━━━ Data extract
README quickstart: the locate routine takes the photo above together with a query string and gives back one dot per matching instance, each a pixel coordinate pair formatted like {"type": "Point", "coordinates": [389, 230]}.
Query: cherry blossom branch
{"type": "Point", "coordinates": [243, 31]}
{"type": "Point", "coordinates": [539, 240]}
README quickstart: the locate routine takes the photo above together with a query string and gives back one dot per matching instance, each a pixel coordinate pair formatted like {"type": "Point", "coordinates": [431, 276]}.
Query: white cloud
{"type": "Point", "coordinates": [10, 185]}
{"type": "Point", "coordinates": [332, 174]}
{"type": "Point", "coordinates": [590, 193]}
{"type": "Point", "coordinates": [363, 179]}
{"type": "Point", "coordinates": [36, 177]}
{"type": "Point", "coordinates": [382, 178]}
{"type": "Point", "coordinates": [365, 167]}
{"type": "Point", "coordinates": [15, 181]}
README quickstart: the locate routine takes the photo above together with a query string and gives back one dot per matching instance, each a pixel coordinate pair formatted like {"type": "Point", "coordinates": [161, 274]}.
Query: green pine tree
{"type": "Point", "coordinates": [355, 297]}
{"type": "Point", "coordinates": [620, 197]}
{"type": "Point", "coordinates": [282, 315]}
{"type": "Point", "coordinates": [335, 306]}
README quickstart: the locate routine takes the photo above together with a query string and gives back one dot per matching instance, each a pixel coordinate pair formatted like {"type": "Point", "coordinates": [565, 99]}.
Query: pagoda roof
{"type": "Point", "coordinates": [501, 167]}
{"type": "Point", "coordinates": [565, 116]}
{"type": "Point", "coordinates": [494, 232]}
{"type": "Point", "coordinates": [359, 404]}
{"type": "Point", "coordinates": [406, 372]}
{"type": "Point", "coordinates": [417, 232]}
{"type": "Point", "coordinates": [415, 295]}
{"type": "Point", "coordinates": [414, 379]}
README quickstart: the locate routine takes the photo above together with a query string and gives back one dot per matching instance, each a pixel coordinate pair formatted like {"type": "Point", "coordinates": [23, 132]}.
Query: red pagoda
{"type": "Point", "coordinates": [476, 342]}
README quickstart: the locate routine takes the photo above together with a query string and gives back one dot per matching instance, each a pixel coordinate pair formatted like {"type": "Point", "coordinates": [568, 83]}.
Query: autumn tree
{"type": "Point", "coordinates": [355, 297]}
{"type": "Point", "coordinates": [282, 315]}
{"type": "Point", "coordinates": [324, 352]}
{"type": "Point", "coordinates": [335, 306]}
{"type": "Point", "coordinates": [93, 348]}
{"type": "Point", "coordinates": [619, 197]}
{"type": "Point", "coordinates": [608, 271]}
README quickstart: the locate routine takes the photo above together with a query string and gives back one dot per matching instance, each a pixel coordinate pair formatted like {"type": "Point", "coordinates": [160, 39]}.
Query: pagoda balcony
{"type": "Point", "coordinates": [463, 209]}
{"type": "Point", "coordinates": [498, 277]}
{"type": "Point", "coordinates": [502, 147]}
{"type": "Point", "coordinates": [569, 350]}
━━━━━━
Transcribe all of the lines in the records precisely.

README quickstart: the locate routine takes the photo above together with a query string and gives back one dot per matching instance, each a pixel coordinate pair formatted like {"type": "Point", "coordinates": [389, 230]}.
Query: cherry blossom branch
{"type": "Point", "coordinates": [243, 31]}
{"type": "Point", "coordinates": [539, 240]}
README quickstart: the locate routine takes the photo above together with a query string and gives back one dot per matching instance, each a pixel coordinate pair formatted like {"type": "Point", "coordinates": [431, 276]}.
Query: white cloud
{"type": "Point", "coordinates": [10, 185]}
{"type": "Point", "coordinates": [332, 174]}
{"type": "Point", "coordinates": [590, 193]}
{"type": "Point", "coordinates": [363, 179]}
{"type": "Point", "coordinates": [36, 177]}
{"type": "Point", "coordinates": [382, 178]}
{"type": "Point", "coordinates": [365, 167]}
{"type": "Point", "coordinates": [15, 181]}
README quickstart: the locate routine takes the photo above together with a query string and gives back one dot per matching instance, each a pixel coordinate pair formatted like {"type": "Point", "coordinates": [161, 274]}.
Query: green pine tree
{"type": "Point", "coordinates": [355, 297]}
{"type": "Point", "coordinates": [620, 197]}
{"type": "Point", "coordinates": [282, 315]}
{"type": "Point", "coordinates": [335, 306]}
README quickstart: the locate routine takes the photo above together with a query string and gives back one dot per matching instance, each a pixel coordinate pair formatted like {"type": "Point", "coordinates": [565, 99]}.
Query: pagoda roof
{"type": "Point", "coordinates": [501, 167]}
{"type": "Point", "coordinates": [565, 116]}
{"type": "Point", "coordinates": [494, 232]}
{"type": "Point", "coordinates": [359, 404]}
{"type": "Point", "coordinates": [406, 372]}
{"type": "Point", "coordinates": [417, 232]}
{"type": "Point", "coordinates": [415, 295]}
{"type": "Point", "coordinates": [414, 379]}
README quickstart: the locate routine takes the photo above together with a query string and gives back one dot per matching instance, each a pixel coordinate pair formatted like {"type": "Point", "coordinates": [23, 132]}.
Query: red pagoda
{"type": "Point", "coordinates": [476, 342]}
README quickstart: the locate routine takes the photo above together with a query string and gives back one dot per matching instance, each a pixel coordinate pair formatted like {"type": "Point", "coordinates": [568, 83]}.
Query: autumn tree
{"type": "Point", "coordinates": [355, 297]}
{"type": "Point", "coordinates": [282, 315]}
{"type": "Point", "coordinates": [324, 352]}
{"type": "Point", "coordinates": [335, 306]}
{"type": "Point", "coordinates": [93, 348]}
{"type": "Point", "coordinates": [619, 197]}
{"type": "Point", "coordinates": [608, 271]}
README quickstart: the locate routine takes the photo above together with a query string and gives back one dot per matching instance, each a pixel coordinate pair formatted like {"type": "Point", "coordinates": [160, 39]}.
Query: pagoda balcony
{"type": "Point", "coordinates": [463, 209]}
{"type": "Point", "coordinates": [498, 277]}
{"type": "Point", "coordinates": [502, 147]}
{"type": "Point", "coordinates": [569, 350]}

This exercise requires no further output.